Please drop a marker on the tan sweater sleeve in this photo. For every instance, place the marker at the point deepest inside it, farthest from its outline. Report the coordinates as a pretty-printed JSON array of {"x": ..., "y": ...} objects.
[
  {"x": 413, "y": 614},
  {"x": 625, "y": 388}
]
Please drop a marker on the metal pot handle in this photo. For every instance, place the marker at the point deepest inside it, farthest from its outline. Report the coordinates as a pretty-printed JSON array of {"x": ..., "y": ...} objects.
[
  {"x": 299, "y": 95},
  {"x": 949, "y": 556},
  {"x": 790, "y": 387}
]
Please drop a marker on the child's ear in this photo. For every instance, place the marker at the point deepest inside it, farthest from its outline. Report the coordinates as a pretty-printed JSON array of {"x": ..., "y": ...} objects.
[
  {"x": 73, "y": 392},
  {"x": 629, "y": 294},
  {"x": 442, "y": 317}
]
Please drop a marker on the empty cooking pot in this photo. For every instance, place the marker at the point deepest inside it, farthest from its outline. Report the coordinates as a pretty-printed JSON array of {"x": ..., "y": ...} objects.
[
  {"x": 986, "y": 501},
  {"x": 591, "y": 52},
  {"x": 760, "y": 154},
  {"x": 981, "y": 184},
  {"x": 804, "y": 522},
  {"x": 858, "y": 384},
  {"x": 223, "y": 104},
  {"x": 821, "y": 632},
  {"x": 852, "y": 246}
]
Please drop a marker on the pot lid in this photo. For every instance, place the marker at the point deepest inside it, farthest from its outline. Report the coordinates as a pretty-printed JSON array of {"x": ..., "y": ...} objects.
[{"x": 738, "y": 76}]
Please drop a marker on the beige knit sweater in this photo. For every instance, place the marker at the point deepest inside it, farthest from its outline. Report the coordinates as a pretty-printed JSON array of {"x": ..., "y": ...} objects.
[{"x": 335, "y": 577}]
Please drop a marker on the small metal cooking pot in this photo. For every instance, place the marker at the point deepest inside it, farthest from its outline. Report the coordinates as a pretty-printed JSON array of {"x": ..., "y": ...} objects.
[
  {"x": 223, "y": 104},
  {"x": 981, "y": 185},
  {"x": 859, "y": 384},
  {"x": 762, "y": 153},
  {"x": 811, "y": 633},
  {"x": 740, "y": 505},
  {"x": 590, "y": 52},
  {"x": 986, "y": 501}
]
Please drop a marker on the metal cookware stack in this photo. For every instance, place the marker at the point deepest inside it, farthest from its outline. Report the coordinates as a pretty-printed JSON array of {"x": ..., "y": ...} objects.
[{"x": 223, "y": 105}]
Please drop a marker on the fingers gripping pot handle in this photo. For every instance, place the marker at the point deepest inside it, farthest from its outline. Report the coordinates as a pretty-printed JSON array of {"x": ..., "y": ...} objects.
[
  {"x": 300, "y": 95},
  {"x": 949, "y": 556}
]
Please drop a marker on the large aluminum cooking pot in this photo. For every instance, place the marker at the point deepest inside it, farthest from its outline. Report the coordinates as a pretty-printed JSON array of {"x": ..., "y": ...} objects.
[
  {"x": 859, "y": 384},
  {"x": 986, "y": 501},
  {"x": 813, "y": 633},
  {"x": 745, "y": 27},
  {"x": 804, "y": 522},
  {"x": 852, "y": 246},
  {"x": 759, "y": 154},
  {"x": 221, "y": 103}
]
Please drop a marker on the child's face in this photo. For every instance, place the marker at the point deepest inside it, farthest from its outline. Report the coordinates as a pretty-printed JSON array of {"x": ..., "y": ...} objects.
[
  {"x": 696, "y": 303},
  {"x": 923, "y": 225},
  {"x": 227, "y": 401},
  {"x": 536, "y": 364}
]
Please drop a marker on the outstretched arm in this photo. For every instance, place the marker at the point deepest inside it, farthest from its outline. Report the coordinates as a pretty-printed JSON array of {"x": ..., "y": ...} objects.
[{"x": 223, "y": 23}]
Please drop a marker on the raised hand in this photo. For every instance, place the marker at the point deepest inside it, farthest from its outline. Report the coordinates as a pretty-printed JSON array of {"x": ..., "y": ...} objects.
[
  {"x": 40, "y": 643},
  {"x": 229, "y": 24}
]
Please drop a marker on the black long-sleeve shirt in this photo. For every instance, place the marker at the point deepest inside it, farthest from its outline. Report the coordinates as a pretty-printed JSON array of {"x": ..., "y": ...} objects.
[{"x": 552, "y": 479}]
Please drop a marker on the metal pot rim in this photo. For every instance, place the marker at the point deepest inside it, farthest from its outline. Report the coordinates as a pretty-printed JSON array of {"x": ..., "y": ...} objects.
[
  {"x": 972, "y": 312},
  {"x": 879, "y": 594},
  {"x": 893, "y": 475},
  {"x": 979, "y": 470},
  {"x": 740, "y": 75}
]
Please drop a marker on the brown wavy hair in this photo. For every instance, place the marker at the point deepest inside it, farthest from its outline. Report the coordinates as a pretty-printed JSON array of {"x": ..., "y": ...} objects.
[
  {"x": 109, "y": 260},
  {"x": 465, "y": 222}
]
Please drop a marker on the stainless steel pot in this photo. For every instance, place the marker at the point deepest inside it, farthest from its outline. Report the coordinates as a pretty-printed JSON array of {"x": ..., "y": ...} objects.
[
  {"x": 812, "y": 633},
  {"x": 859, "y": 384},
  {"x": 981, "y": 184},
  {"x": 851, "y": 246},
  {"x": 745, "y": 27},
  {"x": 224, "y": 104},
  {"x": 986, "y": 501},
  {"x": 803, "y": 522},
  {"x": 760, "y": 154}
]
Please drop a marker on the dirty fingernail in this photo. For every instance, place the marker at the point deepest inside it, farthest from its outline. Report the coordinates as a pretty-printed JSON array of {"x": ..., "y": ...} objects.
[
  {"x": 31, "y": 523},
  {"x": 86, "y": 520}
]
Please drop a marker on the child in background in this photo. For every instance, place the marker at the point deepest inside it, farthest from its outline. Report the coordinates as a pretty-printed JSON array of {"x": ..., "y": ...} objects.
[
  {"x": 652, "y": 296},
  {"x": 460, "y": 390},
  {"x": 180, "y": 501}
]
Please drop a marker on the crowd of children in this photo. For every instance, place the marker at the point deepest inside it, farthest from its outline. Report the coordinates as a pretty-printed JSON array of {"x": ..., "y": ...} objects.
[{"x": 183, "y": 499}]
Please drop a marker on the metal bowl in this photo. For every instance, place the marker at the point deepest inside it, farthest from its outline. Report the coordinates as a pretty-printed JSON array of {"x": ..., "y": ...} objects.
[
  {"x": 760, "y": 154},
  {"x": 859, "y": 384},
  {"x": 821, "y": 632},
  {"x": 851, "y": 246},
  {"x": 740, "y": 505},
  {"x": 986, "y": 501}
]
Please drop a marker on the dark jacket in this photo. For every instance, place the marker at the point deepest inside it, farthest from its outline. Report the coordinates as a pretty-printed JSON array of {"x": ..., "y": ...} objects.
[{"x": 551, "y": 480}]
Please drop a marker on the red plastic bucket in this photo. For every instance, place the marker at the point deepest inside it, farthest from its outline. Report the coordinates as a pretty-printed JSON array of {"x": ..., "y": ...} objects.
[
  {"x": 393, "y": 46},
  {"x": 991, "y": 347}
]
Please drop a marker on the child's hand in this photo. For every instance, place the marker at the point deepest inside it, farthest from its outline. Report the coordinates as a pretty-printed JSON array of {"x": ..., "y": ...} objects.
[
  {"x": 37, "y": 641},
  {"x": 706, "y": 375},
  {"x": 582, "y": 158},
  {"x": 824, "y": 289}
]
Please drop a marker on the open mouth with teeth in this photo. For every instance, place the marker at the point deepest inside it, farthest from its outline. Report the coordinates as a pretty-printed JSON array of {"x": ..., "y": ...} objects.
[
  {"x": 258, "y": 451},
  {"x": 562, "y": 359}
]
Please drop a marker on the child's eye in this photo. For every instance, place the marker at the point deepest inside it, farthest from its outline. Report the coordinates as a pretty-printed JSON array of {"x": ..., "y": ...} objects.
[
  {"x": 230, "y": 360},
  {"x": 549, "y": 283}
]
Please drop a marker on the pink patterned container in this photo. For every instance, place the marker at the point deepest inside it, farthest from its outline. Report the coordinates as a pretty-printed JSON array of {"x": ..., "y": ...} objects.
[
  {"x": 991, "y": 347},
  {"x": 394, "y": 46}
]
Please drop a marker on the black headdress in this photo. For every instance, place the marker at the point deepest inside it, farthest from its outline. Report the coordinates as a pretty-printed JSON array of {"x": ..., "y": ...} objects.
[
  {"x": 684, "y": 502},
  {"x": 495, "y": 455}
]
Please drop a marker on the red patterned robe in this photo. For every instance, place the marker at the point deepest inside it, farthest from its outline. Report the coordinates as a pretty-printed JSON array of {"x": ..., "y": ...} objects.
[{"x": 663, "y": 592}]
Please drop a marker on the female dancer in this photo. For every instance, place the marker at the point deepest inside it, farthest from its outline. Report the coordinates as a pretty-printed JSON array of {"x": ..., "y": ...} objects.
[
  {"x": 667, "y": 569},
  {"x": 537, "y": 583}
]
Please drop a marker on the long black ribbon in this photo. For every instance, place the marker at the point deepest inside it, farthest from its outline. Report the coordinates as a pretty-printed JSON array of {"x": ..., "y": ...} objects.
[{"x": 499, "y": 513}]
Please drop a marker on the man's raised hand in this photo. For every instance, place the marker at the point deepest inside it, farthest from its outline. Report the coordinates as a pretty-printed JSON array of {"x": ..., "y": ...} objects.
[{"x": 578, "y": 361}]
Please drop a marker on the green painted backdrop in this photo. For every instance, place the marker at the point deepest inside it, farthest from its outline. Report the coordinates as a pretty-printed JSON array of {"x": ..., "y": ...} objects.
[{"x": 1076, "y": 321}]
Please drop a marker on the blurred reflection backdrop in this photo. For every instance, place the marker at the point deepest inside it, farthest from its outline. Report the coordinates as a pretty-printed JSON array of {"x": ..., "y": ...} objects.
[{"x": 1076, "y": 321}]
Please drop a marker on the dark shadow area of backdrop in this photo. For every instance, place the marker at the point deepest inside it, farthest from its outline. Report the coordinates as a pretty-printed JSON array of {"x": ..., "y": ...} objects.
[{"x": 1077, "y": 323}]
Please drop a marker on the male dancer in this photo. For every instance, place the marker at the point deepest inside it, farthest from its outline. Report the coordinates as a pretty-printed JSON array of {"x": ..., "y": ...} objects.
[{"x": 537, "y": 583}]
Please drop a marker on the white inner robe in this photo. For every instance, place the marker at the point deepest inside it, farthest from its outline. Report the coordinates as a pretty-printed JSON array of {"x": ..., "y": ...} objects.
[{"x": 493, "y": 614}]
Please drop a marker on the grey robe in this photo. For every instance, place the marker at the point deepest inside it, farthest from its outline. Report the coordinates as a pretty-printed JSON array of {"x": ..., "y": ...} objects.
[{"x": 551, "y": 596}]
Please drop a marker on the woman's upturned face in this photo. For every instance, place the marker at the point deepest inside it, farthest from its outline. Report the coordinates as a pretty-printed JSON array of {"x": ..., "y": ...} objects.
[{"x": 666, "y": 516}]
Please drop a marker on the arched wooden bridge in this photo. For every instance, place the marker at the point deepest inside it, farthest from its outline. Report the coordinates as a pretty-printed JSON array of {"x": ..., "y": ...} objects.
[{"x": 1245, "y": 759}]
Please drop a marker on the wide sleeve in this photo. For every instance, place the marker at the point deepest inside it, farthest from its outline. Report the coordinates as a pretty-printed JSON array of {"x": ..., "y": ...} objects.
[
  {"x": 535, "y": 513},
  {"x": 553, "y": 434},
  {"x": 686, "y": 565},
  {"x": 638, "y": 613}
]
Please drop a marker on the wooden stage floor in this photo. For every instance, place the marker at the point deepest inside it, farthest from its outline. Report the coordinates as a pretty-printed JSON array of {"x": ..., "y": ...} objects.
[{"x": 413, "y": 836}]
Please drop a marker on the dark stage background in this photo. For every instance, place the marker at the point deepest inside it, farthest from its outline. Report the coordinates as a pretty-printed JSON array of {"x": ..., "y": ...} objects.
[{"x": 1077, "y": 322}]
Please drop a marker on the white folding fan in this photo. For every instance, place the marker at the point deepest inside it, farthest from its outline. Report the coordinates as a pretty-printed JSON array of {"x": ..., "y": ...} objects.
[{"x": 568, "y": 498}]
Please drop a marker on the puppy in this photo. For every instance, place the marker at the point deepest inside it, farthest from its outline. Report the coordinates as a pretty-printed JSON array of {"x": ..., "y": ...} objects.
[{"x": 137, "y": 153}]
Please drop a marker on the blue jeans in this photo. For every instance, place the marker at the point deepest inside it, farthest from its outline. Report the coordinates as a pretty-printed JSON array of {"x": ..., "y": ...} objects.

^^^^^^^^^^^^^^^^

Everything from the line containing "Please drop a marker on the wooden" through the final line of the listing, inclusive, must be reproduced exactly; leave out the rest.

** Answer to this problem **
Please drop a marker on the wooden stage floor in this photo. For every instance, place the marker at the point deepest inside it, farthest from its outline. Report the coordinates as a pretty-printed JSON array of {"x": ..., "y": ...} objects.
[{"x": 413, "y": 836}]
Please drop a marker on the dark stage background in this photo. For every instance, place the marker at the point deepest inside it, farthest from its outline. Report the coordinates as a pretty-printed JSON array of {"x": ..., "y": ...} objects.
[{"x": 1077, "y": 322}]
Please drop a marker on the white folding fan in this photo. For every instance, place the marker at the point deepest inside it, farthest from its outline. Report the coordinates as a pretty-printed JSON array of {"x": ..., "y": ...} objects.
[{"x": 568, "y": 498}]
Please drop a marker on the puppy in this photo. For every instance, place the marker at the point deepest inside it, farthest from its outline. Report the coordinates as a pretty-printed JSON array of {"x": ..., "y": ...} objects.
[{"x": 137, "y": 153}]
Please drop a marker on the blue jeans in this photo. For every instance, place the marker at the point deepest inside it, farthest from its outline. Report the coordinates as a pretty-printed JSON array of {"x": ..., "y": ...} objects.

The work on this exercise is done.